YOUR TASK: Filter the records below and copy out each line containing the string "purple". Matching is case-sensitive.

## BEGIN DATASET RECORDS

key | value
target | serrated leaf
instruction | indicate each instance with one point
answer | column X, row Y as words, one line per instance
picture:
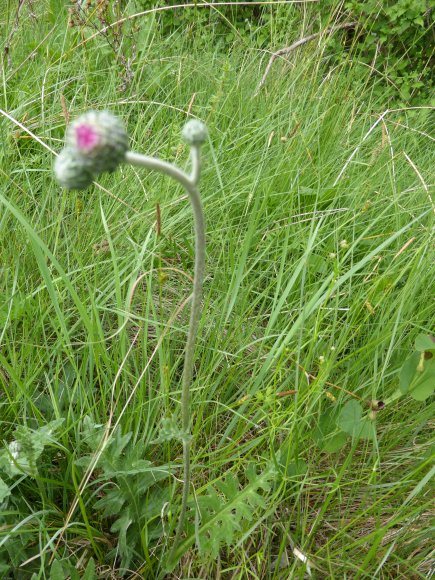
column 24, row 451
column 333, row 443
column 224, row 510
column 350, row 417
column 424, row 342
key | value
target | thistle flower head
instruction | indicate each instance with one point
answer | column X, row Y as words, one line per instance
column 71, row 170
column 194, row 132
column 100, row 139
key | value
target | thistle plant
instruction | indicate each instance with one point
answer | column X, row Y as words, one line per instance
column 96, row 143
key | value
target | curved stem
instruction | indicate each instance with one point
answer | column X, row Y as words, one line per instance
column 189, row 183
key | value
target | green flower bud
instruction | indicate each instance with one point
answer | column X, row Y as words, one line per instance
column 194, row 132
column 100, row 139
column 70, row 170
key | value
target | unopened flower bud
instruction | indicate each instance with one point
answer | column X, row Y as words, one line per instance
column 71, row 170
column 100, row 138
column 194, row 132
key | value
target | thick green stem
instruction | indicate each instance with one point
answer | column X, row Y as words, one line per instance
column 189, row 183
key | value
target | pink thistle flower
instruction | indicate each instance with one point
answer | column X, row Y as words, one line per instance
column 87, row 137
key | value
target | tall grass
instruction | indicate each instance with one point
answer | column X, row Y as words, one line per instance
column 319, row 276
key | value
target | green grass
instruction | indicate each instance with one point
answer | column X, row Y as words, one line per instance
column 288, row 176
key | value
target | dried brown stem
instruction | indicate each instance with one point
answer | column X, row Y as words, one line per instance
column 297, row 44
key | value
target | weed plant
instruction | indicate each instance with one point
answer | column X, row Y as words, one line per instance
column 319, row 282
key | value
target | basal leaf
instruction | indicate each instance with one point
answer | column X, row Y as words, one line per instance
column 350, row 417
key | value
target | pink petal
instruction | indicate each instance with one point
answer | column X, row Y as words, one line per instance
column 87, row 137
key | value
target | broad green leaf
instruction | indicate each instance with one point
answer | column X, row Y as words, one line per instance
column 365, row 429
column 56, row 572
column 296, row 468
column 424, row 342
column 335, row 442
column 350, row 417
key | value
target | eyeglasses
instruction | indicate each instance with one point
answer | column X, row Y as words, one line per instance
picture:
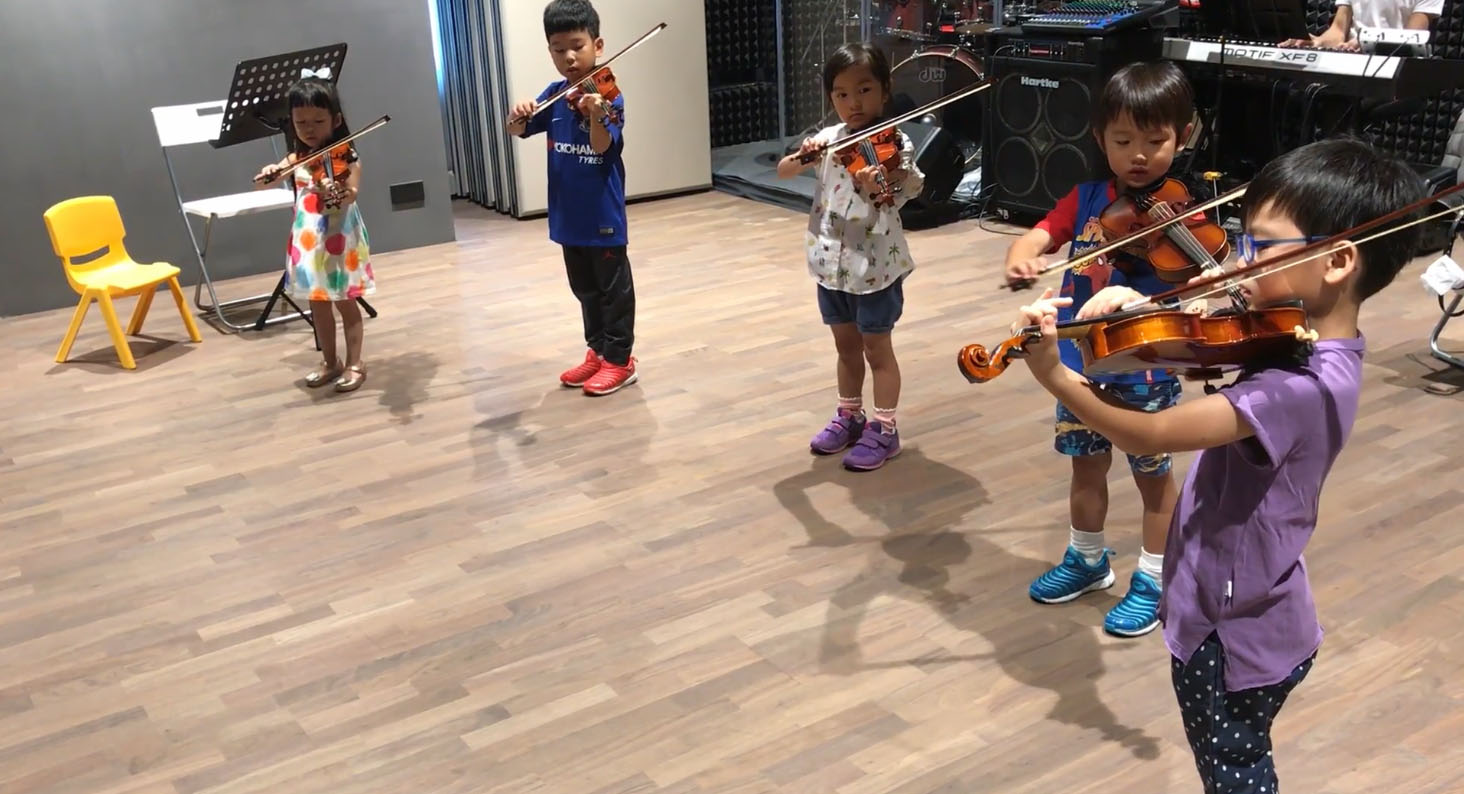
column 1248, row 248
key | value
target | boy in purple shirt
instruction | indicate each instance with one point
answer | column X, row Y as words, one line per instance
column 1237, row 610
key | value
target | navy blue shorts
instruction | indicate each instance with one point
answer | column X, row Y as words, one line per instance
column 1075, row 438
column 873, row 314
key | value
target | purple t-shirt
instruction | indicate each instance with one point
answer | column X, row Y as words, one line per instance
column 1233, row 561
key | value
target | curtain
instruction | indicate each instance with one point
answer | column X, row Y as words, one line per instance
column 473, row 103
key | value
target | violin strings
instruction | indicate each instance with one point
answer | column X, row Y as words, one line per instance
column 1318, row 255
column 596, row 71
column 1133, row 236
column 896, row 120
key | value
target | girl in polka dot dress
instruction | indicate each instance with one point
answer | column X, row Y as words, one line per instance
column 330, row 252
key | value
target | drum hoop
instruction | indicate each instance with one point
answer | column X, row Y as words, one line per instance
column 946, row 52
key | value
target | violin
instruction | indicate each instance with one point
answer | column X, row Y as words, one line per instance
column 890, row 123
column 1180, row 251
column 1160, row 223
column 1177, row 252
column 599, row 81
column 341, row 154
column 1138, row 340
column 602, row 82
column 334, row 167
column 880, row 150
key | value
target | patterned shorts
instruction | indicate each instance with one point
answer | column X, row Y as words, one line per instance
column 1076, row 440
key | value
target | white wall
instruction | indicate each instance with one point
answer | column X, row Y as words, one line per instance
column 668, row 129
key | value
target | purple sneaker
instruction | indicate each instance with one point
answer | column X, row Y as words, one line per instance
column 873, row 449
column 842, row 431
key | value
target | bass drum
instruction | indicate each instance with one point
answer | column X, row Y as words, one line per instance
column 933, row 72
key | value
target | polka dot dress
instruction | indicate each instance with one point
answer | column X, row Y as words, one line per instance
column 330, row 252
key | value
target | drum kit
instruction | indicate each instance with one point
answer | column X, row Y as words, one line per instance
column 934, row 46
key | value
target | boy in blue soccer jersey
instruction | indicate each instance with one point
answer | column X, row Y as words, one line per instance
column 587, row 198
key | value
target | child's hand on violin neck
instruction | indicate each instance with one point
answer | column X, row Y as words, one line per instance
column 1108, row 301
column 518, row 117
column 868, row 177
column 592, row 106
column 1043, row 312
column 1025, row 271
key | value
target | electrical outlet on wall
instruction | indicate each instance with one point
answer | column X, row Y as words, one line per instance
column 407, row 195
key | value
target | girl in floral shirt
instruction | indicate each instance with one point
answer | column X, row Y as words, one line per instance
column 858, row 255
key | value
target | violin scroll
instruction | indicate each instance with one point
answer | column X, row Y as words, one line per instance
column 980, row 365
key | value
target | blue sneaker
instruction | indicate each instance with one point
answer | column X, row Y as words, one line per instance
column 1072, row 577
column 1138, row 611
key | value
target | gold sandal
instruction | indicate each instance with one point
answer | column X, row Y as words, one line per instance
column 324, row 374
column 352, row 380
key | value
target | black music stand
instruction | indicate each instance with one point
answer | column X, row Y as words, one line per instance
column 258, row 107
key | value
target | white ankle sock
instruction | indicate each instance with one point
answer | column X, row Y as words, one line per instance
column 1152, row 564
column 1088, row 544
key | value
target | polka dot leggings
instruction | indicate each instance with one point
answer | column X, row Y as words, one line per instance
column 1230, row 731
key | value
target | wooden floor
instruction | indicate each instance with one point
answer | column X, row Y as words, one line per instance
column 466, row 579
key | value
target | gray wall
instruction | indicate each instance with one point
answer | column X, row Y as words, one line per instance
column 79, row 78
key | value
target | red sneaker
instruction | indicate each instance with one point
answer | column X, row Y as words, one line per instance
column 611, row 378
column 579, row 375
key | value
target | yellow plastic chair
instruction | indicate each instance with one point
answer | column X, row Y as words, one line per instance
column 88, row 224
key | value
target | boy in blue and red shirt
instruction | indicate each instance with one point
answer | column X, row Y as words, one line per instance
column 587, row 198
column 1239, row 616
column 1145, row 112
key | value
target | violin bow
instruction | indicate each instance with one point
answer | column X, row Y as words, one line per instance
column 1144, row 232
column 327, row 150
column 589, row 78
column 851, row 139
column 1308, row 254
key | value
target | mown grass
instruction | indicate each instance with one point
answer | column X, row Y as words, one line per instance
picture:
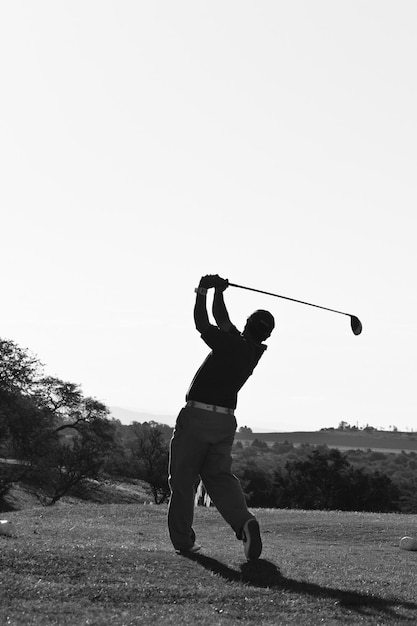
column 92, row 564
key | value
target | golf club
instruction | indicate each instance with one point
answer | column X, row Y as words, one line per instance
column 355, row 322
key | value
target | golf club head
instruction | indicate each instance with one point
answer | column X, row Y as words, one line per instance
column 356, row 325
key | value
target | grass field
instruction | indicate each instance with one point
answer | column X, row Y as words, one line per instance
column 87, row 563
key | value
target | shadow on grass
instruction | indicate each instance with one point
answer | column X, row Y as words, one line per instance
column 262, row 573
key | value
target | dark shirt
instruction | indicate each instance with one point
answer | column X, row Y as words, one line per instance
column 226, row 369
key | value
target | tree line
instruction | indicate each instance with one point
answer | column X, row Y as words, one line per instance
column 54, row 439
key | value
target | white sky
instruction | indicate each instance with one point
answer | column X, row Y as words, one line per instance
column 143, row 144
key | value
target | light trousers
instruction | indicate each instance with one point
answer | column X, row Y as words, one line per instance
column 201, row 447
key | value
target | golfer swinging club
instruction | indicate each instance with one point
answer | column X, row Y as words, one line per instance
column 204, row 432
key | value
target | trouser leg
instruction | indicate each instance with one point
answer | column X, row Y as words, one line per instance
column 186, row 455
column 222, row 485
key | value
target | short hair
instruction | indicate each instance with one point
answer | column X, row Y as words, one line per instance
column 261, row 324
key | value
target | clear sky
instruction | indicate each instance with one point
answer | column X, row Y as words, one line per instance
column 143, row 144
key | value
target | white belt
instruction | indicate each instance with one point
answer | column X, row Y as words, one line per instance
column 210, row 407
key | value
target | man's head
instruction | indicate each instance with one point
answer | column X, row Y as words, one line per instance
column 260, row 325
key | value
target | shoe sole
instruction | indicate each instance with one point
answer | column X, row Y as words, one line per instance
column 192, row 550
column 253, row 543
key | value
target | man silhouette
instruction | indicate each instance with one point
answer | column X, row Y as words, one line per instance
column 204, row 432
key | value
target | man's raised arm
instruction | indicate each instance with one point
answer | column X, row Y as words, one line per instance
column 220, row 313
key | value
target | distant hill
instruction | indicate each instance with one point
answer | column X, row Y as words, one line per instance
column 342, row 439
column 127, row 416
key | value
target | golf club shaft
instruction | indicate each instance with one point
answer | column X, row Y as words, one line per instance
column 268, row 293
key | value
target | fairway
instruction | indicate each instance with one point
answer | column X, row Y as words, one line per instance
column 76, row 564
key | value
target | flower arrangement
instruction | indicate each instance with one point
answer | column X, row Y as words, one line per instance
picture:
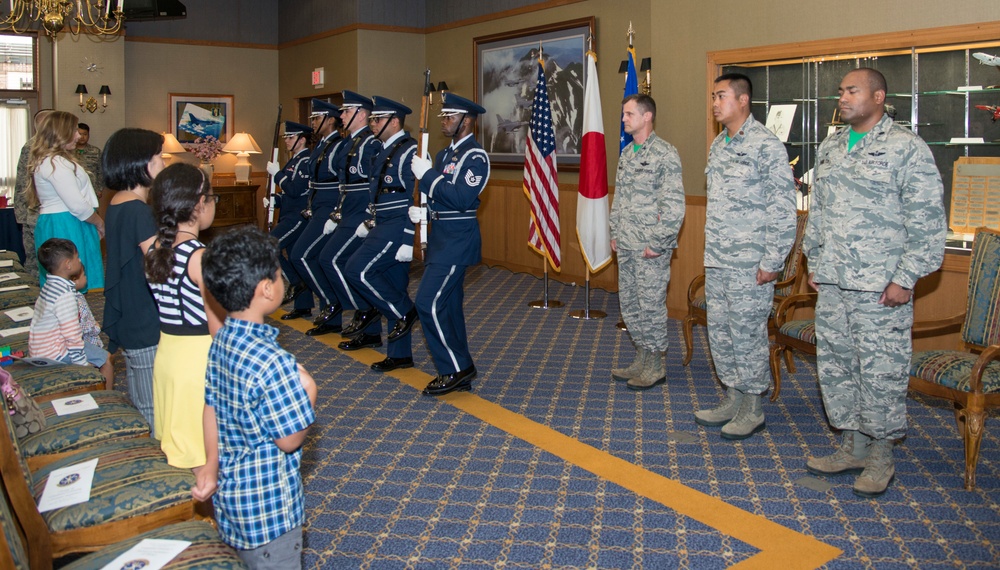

## END DATASET RECORDS

FINISHED EXERCISE:
target | boy in purple shirt
target | purple t-shirt
target | purple sneaker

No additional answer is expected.